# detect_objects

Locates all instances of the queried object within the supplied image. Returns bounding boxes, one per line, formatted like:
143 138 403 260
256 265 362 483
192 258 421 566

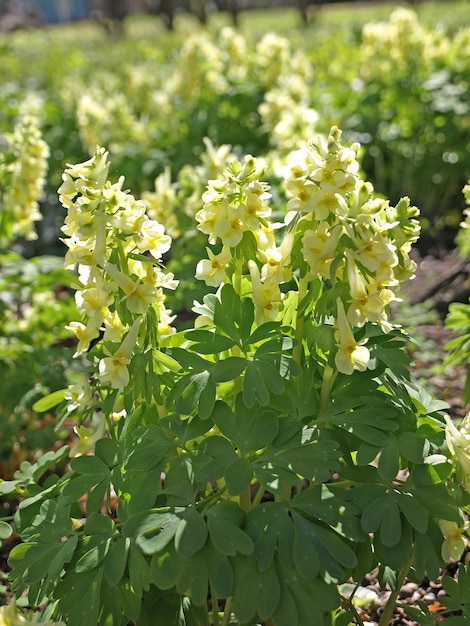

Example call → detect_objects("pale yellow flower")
104 262 157 314
439 520 468 563
103 311 129 343
196 248 232 287
70 413 106 457
248 261 282 324
335 298 370 374
65 320 100 357
446 413 470 490
302 222 343 277
75 284 114 326
98 317 142 389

= = = =

• **TASK DESCRIPTION**
Please convert all the items above into a JSON list of strings, one string per line, skipping blank lines and leaving the pictures out.

• **RESULT OF THE TASK**
[
  "# detect_objects",
  "Locates all instances of the queried object within the supplied image. Returns bounding boxes, one per line, formatted like:",
  "143 138 403 260",
  "256 265 362 483",
  "192 258 421 566",
  "Example call → detect_objects(\"pale yellow flower\")",
  "104 262 157 314",
  "439 520 468 563",
  "103 311 129 343",
  "196 248 232 287",
  "70 413 106 457",
  "248 261 282 324",
  "335 298 370 374",
  "65 320 100 357",
  "446 413 470 490",
  "302 222 343 277",
  "75 284 114 326",
  "98 317 142 389"
]